EXERCISE REQUIREMENTS: Would you output, exactly as written, the line with "Can you spot the the" and all lines after it to the end of the data below, and no others?

STORED DATA:
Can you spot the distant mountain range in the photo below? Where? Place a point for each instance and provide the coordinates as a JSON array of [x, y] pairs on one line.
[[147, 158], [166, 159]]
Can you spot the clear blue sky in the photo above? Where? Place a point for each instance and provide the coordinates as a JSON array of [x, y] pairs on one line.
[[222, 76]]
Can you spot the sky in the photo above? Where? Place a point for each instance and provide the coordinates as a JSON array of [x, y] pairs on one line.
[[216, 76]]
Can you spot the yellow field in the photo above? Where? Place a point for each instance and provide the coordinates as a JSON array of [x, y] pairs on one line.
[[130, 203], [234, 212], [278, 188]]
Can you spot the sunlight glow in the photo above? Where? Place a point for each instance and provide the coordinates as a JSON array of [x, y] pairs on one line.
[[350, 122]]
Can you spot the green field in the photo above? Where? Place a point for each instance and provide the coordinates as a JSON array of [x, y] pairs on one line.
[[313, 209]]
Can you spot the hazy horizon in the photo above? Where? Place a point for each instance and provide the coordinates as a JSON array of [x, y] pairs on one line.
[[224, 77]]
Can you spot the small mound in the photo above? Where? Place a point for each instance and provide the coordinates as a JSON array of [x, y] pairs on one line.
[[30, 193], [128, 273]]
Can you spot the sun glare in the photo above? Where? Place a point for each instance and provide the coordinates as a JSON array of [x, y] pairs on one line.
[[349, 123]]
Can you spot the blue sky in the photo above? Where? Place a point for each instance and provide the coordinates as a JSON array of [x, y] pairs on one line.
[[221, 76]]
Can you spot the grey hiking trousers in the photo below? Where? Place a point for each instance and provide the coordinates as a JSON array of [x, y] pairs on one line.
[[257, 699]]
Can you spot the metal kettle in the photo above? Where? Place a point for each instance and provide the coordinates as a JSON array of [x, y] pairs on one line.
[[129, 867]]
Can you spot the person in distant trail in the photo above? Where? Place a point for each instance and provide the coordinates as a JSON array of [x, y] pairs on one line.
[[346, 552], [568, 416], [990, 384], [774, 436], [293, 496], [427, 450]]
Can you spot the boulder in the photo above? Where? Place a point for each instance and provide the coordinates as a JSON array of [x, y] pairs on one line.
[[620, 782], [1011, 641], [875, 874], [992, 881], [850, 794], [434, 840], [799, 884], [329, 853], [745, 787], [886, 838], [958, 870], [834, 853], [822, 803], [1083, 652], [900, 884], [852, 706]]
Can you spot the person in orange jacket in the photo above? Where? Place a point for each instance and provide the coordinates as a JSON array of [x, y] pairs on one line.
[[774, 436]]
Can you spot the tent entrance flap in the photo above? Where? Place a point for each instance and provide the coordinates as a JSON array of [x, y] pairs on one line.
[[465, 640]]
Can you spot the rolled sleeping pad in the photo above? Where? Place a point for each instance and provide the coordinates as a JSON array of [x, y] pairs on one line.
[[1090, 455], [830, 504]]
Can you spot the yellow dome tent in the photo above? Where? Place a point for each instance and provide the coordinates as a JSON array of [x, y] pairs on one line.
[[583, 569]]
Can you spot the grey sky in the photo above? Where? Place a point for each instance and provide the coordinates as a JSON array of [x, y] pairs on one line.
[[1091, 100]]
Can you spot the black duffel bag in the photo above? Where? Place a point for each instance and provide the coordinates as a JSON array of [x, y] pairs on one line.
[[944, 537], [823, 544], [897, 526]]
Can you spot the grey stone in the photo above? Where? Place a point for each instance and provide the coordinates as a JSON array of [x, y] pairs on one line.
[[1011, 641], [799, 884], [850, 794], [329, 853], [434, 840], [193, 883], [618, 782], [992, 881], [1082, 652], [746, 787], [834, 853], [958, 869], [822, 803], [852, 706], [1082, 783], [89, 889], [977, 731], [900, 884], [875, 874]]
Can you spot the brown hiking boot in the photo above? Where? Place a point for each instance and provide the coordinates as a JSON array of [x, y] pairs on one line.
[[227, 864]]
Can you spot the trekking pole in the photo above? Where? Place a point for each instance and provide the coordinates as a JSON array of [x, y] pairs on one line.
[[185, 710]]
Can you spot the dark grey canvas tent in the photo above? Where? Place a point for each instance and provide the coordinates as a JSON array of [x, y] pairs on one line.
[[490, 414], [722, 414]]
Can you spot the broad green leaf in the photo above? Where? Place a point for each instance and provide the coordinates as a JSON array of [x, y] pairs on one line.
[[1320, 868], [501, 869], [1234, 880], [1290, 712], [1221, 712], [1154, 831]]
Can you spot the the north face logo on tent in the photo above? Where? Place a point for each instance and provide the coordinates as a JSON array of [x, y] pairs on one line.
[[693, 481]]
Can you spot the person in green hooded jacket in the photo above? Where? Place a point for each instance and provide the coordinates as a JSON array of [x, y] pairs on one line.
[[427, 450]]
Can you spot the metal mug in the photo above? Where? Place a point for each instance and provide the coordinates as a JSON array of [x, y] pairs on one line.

WRITTEN SOLUTION:
Can you spot the the north face logo on tent in the photo above? Where? Place a point for each instance and provide the coordinates as a JSON array of [x, y] pairs on one line.
[[693, 481]]
Can you spot the person in green hooded jacket in the photo above? Where? Place a point for each instance and provide the coordinates as a JSON array of [x, y] pairs on one line.
[[427, 450]]
Can you spot the metal mug in the photo above? Where? Place a point for each instance and provide the coordinates as a JSON array of [x, y] pairs on one line.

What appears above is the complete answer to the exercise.